* **取り組む課題**
• A. 下の本文に名前が登場する人物をすべて挙げてください。
• B. 下の本文のうち、「私は、その監督の「意図」が新」から「様な、月面の荒涼感と広大感。」までを一字一句そのまま書き写してください。

* **本文**

↓↓↓

大体この映画は、過去の宇宙開発もの、例えば上記「ライトスタッフ」(1983)や、ロン・ハワード監督の「アポロ13」(1995)の様な偉業達成を高揚感を以て描くアドレナリン噴出映画を期待して来た観客の期待を、殆ど裏切るかの様に非常に内省的である。

映画の視点は終始ニール・アームストロング個人にある。彼が体験した宇宙飛行と月着陸とはどんな風に彼から見えて、どんな風に、彼には感じられたのかを監督のデイミアン・チャゼルは突き詰めようとしている様に感じられる。

私は、その監督の「意図」が新鮮で面白いと思ったのだが、いっぽうで、この映画を「つまらない」「退屈だ」と感じた観客も少なからずいた様だ。
この映画が、宣伝も少なく、ロードショー公開(最早死語? 笑)も1ヶ月足らずで打ち切られたのは大変残念であり、閉映直前に2回目を観に行った。

X15超々音速飛行実験機、ジェミニ8号宇宙船、月着陸訓練船、アポロ11号司令船、同月着陸船での、自分がまるでニール・アームストロングとなって飛行機や宇宙船に乗り込んだ様な閉塞感と、それが一気に視界が弾けた様な、月面の荒涼感と広大感。

↑↑↑

* **提供データ**
↓↓↓

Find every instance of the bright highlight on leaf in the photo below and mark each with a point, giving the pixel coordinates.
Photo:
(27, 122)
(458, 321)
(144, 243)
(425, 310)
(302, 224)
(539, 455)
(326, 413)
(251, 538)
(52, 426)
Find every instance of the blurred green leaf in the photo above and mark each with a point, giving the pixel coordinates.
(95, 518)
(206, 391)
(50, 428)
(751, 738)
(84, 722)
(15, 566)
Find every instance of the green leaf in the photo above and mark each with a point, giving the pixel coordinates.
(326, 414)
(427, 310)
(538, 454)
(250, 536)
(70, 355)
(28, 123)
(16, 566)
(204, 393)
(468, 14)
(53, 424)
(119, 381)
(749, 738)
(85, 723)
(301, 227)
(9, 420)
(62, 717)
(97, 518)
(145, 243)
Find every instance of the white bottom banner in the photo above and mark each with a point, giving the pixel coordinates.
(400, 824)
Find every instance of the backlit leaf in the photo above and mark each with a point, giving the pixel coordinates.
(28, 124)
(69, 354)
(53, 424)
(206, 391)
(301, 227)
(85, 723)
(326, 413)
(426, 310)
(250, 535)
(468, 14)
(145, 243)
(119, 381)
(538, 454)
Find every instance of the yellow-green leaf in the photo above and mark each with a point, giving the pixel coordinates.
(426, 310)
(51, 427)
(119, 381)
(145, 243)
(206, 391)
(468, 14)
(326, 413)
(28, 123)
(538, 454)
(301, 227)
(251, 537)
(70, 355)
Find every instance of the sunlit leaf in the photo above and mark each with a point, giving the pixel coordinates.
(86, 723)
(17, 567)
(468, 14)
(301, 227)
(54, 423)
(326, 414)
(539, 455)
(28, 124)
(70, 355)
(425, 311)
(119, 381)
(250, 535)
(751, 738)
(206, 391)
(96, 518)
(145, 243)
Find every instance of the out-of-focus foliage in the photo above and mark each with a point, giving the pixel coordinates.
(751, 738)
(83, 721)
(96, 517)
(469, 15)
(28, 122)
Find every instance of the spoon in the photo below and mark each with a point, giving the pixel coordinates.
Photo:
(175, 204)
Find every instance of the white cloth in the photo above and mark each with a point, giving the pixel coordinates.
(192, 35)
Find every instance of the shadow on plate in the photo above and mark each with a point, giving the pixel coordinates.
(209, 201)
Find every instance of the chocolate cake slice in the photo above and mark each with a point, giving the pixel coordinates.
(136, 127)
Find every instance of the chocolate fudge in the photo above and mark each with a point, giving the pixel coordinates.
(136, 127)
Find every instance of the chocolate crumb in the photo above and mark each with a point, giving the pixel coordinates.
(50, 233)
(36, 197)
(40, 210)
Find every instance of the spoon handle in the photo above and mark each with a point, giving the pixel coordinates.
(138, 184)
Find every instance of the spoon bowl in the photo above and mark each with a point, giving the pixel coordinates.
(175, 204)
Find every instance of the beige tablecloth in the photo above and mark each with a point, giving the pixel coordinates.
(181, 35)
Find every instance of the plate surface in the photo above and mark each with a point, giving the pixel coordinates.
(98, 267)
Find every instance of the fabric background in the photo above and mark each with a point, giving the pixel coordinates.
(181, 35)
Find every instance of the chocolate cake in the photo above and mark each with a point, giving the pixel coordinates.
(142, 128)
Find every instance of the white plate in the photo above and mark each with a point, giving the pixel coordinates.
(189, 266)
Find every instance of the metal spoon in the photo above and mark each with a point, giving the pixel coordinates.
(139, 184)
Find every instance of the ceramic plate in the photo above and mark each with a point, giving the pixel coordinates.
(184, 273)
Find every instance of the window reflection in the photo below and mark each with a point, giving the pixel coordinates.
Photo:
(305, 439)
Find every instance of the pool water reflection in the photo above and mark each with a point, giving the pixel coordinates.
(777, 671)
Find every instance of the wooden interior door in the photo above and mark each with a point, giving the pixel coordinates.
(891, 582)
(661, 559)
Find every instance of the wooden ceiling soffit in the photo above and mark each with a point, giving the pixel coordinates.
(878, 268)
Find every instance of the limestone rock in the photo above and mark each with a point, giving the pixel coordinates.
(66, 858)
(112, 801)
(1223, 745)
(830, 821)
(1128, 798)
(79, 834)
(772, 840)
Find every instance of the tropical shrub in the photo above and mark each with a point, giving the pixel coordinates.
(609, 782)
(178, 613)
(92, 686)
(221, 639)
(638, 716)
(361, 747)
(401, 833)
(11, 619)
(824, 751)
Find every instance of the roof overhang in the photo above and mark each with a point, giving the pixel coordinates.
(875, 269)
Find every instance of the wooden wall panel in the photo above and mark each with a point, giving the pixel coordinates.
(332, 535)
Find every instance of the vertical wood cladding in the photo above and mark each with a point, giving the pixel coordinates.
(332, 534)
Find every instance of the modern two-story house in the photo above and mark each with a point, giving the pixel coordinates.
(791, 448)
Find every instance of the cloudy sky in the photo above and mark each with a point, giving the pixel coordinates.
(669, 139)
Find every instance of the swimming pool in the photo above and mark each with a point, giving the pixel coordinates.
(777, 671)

↑↑↑

* **課題別の解答**
• A. ロン・ハワード、ニール・アームストロング、デイミアン・チャゼル

• B.
私は、その監督の「意図」が新鮮で面白いと思ったのだが、いっぽうで、この映画を「つまらない」「退屈だ」と感じた観客も少なからずいた様だ。
この映画が、宣伝も少なく、ロードショー公開(最早死語? 笑)も1ヶ月足らずで打ち切られたのは大変残念であり、閉映直前に2回目を観に行った。

X15超々音速飛行実験機、ジェミニ8号宇宙船、月着陸訓練船、アポロ11号司令船、同月着陸船での、自分がまるでニール・アームストロングとなって飛行機や宇宙船に乗り込んだ様な閉塞感と、それが一気に視界が弾けた様な、月面の荒涼感と広大感。